• **指示内容 A**
位置特定レコードのうち「the white washing」を含む行から始め、「of the potted」を含む行の後で止めて、その範囲を番号付きリストにまとめてください。空行は含めないこと。

光った天才的な内角打ち 肝炎を克服した阪急の“小さなスラッガー”石嶺和彦【プロ野球回顧録】

 

練習時間を制限されながら


得意な内角打ちは体の近くで打つことを意識したという石嶺(阪急時代)


 リストが効いたスイングと体の回転で、卓越した内角さばきを見せた、阪急の強打者が石嶺和彦だ。

 豊見城高時代は四番・捕手として甲子園をにぎわせ、ドラフト2位で1979年阪急入団。左ヒザ半月板損傷で捕手の道を断たれ、84年からは外野手にコンバート。85年にパ・リーグ最多タイ記録となる6本の代打本塁打を放ち、86年にはDHのレギュラーとなり、当時のプロ野球最多記録の56試合連続出塁をマークした。

 打率.300、33本塁打で初のベストナインに輝いた86年のオフ。大好きな酒を連日飲み歩いていた石嶺だったが、変調を感じ検査を受けたところ、肝炎が発覚した。翌87年は、キャンプでも練習時間を制限されたが、500ccの点滴を1日2回続けながら戦列復帰すると、4月には4割を超える打率をマーク。最終的に、生涯最高打率の.317で打点も91、2年連続のベストナインにも輝いた。

 阪急がオリックスに変わった89年は、DHに定着していた石嶺にライバルが出現。前年、南海のDHとして2冠王に輝いた門田博光だ。この年、DHと外野の併用にリズムを崩した石嶺は成績不振に終わった。

• **位置特定レコード**
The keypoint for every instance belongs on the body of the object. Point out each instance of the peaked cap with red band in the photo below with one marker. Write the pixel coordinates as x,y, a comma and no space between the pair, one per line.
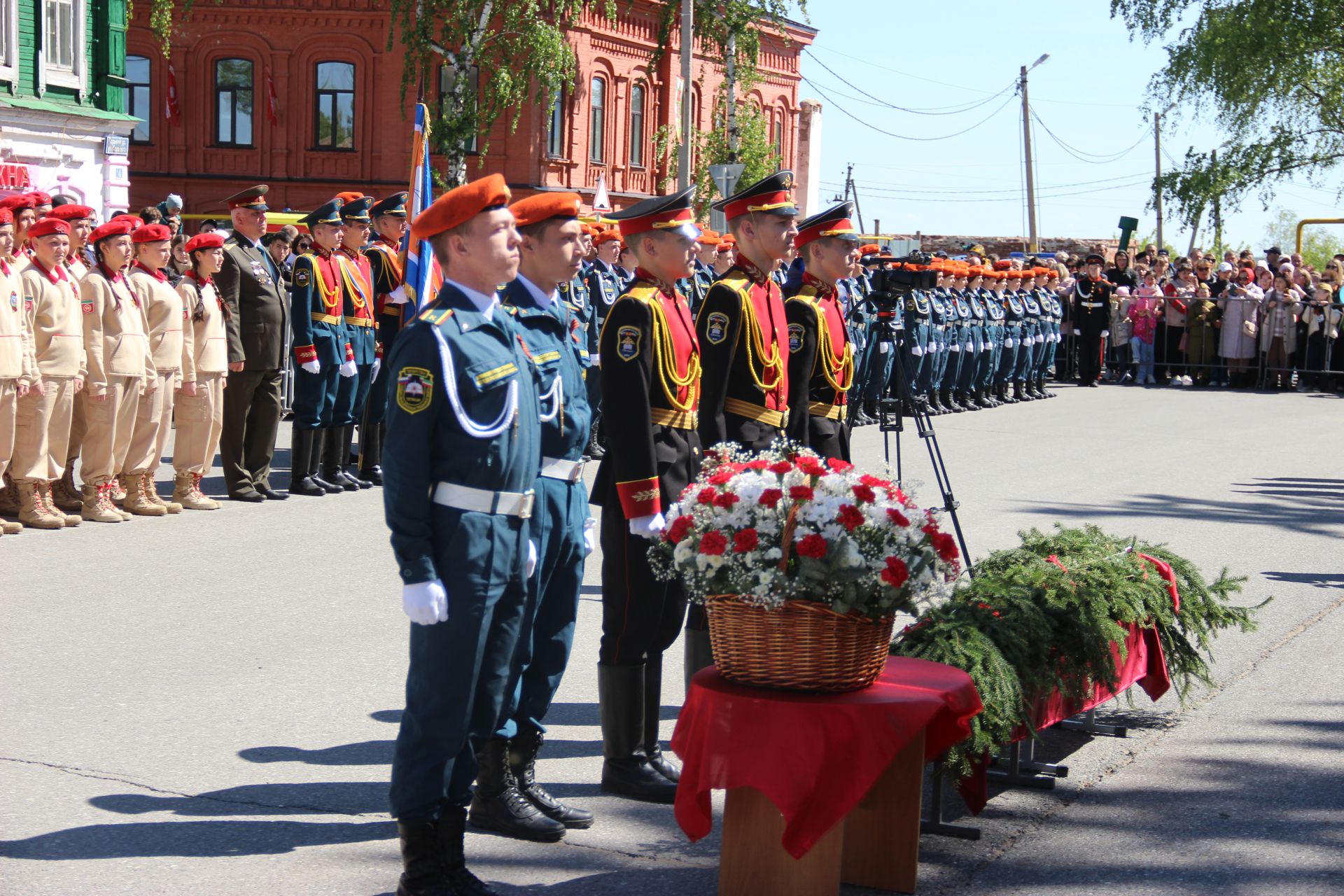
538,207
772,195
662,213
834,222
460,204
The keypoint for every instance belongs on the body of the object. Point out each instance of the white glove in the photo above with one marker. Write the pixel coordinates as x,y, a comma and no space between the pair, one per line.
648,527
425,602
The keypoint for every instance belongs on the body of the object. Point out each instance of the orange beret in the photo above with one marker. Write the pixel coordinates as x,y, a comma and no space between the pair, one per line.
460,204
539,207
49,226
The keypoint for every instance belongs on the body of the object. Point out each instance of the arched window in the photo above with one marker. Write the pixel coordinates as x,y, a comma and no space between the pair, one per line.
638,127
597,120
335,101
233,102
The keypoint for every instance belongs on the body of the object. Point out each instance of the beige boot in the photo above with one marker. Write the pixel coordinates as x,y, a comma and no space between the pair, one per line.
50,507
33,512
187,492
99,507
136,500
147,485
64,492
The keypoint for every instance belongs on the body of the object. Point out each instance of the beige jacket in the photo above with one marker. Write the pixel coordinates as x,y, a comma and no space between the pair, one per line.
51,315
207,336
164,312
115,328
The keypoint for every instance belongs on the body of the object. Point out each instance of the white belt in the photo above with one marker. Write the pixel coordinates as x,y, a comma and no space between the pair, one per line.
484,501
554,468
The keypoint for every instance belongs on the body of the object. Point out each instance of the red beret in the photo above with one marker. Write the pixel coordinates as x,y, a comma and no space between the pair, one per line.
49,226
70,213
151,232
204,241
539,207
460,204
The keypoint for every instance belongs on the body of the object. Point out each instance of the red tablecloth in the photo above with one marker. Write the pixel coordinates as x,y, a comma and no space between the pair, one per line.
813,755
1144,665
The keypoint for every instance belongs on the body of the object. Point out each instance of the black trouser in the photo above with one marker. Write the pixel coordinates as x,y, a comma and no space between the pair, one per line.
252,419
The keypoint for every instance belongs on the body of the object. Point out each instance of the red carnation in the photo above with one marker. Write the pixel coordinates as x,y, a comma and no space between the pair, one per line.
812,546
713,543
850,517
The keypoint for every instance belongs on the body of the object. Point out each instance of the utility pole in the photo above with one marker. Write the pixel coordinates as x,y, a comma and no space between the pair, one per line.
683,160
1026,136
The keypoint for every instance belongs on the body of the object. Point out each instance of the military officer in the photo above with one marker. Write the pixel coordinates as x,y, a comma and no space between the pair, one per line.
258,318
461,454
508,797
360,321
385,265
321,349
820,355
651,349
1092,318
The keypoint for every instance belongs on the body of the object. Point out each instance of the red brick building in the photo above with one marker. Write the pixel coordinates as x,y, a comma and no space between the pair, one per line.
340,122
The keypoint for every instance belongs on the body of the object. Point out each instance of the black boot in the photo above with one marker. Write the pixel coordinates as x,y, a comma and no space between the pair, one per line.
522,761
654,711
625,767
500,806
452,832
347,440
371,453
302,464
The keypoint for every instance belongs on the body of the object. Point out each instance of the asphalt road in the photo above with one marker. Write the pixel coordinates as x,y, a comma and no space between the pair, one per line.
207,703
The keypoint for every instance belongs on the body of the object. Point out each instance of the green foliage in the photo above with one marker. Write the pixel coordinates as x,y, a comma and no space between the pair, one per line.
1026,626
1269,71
---
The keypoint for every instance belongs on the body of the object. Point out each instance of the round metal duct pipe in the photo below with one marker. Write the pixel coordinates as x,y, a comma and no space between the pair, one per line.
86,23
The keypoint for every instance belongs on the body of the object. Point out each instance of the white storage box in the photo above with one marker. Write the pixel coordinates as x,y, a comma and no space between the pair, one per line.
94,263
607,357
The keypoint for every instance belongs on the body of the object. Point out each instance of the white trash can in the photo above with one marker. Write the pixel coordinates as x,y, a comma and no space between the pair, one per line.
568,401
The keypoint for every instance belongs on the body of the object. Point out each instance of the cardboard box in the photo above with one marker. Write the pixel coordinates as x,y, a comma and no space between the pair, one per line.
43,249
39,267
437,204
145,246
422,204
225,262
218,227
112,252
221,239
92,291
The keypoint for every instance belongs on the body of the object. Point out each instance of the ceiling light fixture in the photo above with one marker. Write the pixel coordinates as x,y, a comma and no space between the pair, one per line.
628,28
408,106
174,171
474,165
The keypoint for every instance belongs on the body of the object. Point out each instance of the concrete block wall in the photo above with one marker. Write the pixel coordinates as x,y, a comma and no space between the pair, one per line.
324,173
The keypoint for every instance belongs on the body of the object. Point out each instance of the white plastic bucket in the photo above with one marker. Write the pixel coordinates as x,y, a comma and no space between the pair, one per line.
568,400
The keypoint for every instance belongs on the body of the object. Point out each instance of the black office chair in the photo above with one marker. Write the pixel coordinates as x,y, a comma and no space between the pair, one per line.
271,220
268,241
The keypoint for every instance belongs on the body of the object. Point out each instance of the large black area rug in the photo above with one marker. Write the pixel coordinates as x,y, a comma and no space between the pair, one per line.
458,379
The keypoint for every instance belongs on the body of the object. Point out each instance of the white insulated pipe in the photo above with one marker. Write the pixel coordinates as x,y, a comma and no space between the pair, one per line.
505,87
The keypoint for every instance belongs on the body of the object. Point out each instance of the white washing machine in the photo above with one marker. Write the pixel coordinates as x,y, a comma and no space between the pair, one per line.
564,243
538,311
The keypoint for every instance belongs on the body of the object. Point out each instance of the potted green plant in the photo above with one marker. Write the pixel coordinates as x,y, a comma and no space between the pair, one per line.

• **指示内容 B**
石嶺和彦の回顧記事の続きを、最後の文の直後から書き進めてください。

• **回答 A**
1. The keypoint for every instance belongs on the body of the object. Point out each instance of the white washing machine in the photo above with one marker. Write the pixel coordinates as x,y, a comma and no space between the pair, one per line.
2. 564,243
3. 538,311
4. The keypoint for every instance belongs on the body of the object. Point out each instance of the potted green plant in the photo above with one marker. Write the pixel coordinates as x,y, a comma and no space between the pair, one per line.

• **回答 B**
「守備に神経を使ったのは事実。何とかうまく見せようって。それがバッティングに影響したのでしょう。でも次の年は気持ちを切り替えた。どうせ下手なんだから、エラーしても仕方ない。ベンチも俺の守備には期待していないんだから」

 そう考えると、気持ちがスーッとしたという。翌90年、得意な打撃に集中した石嶺に、前年のような迷いはなくなっていた。初タイトルとなる打点王(106打点)に、2冠こそ逃したが、リーグ2位タイの37本塁打と結果を残してみせた。

阪神時代の石嶺


 93年オフにFAで阪神に移籍。阪急・オリックス時代ほどの数字は残せなかったが、1年目はチーム最多の77打点。6年連続の全試合出場を果たす。しかし徐々に出場機会が減り、96年限りで現役を引退した。